- **RECORDS**
"""

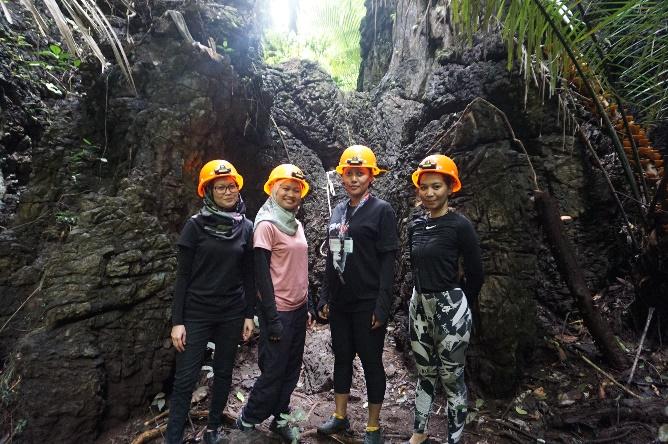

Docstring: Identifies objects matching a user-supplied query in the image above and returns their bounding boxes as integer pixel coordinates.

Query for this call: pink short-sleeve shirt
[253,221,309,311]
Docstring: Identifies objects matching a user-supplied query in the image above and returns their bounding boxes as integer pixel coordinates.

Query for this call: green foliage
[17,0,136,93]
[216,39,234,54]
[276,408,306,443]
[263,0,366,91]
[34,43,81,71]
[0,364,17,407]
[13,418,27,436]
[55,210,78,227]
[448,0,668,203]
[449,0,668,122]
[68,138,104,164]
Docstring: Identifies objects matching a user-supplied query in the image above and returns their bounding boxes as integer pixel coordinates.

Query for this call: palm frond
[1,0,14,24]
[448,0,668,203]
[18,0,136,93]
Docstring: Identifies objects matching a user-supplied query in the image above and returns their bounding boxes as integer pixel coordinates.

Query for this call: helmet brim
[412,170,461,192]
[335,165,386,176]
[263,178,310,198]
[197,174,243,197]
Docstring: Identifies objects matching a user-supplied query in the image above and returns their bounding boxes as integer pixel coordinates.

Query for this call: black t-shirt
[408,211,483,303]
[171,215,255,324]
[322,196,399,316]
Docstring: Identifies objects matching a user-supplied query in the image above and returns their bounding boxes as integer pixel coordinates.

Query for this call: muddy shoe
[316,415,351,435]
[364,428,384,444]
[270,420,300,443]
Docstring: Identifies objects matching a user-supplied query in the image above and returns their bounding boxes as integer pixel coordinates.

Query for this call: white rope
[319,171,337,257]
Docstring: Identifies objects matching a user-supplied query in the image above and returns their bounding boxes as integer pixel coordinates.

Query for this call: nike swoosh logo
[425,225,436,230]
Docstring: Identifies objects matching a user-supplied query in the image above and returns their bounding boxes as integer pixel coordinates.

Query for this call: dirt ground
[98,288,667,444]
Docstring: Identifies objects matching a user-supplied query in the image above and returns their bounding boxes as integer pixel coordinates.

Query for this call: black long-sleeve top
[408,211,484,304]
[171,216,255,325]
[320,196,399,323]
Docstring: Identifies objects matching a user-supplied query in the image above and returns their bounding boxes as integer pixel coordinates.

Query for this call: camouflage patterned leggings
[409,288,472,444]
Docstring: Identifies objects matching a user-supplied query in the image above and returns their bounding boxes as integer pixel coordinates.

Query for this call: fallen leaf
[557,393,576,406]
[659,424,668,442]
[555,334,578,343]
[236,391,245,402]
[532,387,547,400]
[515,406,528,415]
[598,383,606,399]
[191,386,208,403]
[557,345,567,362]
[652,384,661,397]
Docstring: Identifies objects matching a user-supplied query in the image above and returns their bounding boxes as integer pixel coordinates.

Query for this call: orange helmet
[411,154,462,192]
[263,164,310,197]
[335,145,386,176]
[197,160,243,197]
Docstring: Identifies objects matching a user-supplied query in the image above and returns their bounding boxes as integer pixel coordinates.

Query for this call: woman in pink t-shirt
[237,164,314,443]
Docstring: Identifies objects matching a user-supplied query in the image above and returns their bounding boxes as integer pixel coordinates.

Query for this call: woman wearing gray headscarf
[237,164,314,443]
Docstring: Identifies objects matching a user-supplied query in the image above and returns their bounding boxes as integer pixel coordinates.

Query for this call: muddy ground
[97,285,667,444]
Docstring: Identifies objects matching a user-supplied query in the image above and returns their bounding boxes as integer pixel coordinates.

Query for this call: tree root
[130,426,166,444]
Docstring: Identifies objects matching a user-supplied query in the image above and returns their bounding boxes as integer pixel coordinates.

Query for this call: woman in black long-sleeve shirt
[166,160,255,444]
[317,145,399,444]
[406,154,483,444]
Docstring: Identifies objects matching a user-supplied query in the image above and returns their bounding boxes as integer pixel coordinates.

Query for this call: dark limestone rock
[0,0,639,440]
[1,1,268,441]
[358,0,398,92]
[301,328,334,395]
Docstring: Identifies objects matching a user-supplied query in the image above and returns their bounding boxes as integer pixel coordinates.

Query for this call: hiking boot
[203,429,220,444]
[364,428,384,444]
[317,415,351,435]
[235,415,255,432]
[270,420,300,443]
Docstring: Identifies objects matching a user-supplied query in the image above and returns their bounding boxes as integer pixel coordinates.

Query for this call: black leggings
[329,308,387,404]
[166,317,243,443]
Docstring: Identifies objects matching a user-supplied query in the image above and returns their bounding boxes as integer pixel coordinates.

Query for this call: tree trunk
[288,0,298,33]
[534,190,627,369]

"""

- **WORK TASK**
Every line of the listing should be copied precisely, with images omitted.

- **OUTPUT OF THE EXERCISE**
Docstring: Identifies objects matching a user-supplied query in the image above and returns their bounding boxes as integer pixel coordinates.

Query for this call: pink short-sleeve shirt
[253,221,309,311]
Docstring: Identifies objects matching a user-supplied query in the image above and returns their bounding boxes as integer pixel coordinates.

Query for this call: green foliage
[17,0,136,93]
[216,39,234,54]
[276,408,306,443]
[263,0,366,91]
[34,43,81,71]
[0,364,17,407]
[13,418,27,436]
[55,210,78,227]
[448,0,668,203]
[449,0,668,122]
[68,138,104,164]
Docstring: Identifies objects matching a user-supplied query in the image above and returns their bounding boxes as integer pixel coordinates.

Query for this call: palm frond
[1,0,14,24]
[448,0,668,203]
[18,0,136,93]
Docstring: Identifies objects matching a user-supplied query in the image above and returns their bounding boxes as integer pixel coordinates.

Query for this call: helmet brim
[412,170,461,192]
[335,165,386,176]
[263,178,310,198]
[197,174,243,197]
Docstring: Identifies objects matching a user-supplied query in the image above and returns their bounding boxes as integer pixel coordinates.

Query for this call: black t-shirt
[408,211,483,303]
[171,215,255,324]
[322,196,399,316]
Docstring: Identifies objects matching a user-supplied query in the image above and returns their bounding boxes as integer pixel coordinates.

Query for this call: muddy shoe
[316,415,351,435]
[364,428,384,444]
[270,420,300,443]
Docstring: Identifies objects matching a user-supplied query in the image above and returns their bounding boxes as integer pixel coordinates.

Query for this call: white rope
[319,171,337,257]
Docstring: Identifies objects matching a user-supplied query in the image above and returns their bounding boxes as integer pixel coordinates.

Query for this call: nike swoosh logo
[425,225,436,230]
Docstring: Identifies objects matching a user-supplied query in the image above and returns their bounding boxes as integer pixel coordinates.

Query for this call: dirt ground
[98,288,667,444]
Docstring: Identifies objects matching a user-supplied query in the image above and returns their bounding boxes as integer pixel coordinates.

Query for this call: black long-sleeve top
[408,211,484,304]
[171,216,255,325]
[320,196,399,323]
Docstring: Identifies objects matching a user-supplied query in the image above and returns their bounding boxes as integer pixel coordinates.

Query for this call: camouflage patterned leggings
[409,288,472,444]
Docstring: Identifies objects matching a user-supplied query in the image above and returns their bounding boxes as integer pixel coordinates.

Query for this call: fallen leaf
[557,393,576,406]
[659,424,668,442]
[555,334,578,343]
[236,391,245,402]
[532,387,547,400]
[515,406,528,415]
[598,383,606,399]
[191,386,208,403]
[557,345,567,362]
[652,384,661,397]
Docstring: Identifies objects matching a user-supplied query in the image above and returns their bounding boxes as integer pixel coordinates.

Query for this call: orange helmet
[411,154,462,192]
[263,164,310,197]
[335,145,386,176]
[197,160,243,197]
Docstring: Identifies objects matching a user-supplied query in the image above and returns their bounding boxes as integer pixel coordinates.

Query for this call: woman in pink t-shirt
[237,164,314,443]
Docstring: Identifies objects matching a user-supplied query in the image above and returns their bounding boxes as integer pixel coordinates.

Query for this call: woman wearing gray headscarf
[237,164,314,443]
Docstring: Identifies objects matching a user-supplied query in the image above and returns their bounding boxes as integer pixel coordinates.

Query for this call: muddy ground
[97,285,667,444]
Docstring: Identifies objects matching a user-supplied query in the image above and returns their bounding boxes as integer pixel coordinates.

Query for this call: tree root
[130,426,166,444]
Docstring: Identifies objects matching a user-supplied query in the image above and returns their bounding boxes as integer pixel coordinates.

Query for this call: woman in black long-sleeve shirt
[166,160,255,444]
[317,145,399,444]
[406,154,483,444]
Docstring: Identifies objects matching a user-supplied query in the image above and returns their bounding boxes as integer pixel coordinates.

Query for this call: dark limestone rock
[0,0,639,440]
[1,1,268,441]
[358,0,398,92]
[301,328,334,395]
Docstring: Identifies objects matching a user-supplied query in the image above and returns their bounding boxes as integer pixel coordinates.

Query for this call: hiking boot
[203,429,220,444]
[364,428,384,444]
[317,415,351,435]
[235,415,255,432]
[270,420,300,443]
Docstring: Identifies objects matching a user-supplied query in the image above and returns their bounding boxes as integer pixel coordinates.

Query for this call: black leggings
[329,308,387,404]
[166,317,243,443]
Docstring: Identifies objects matching a user-supplied query in the image above and returns their bounding boxes as integer pixel coordinates.

Query for this call: tree trunk
[288,0,298,33]
[534,190,627,369]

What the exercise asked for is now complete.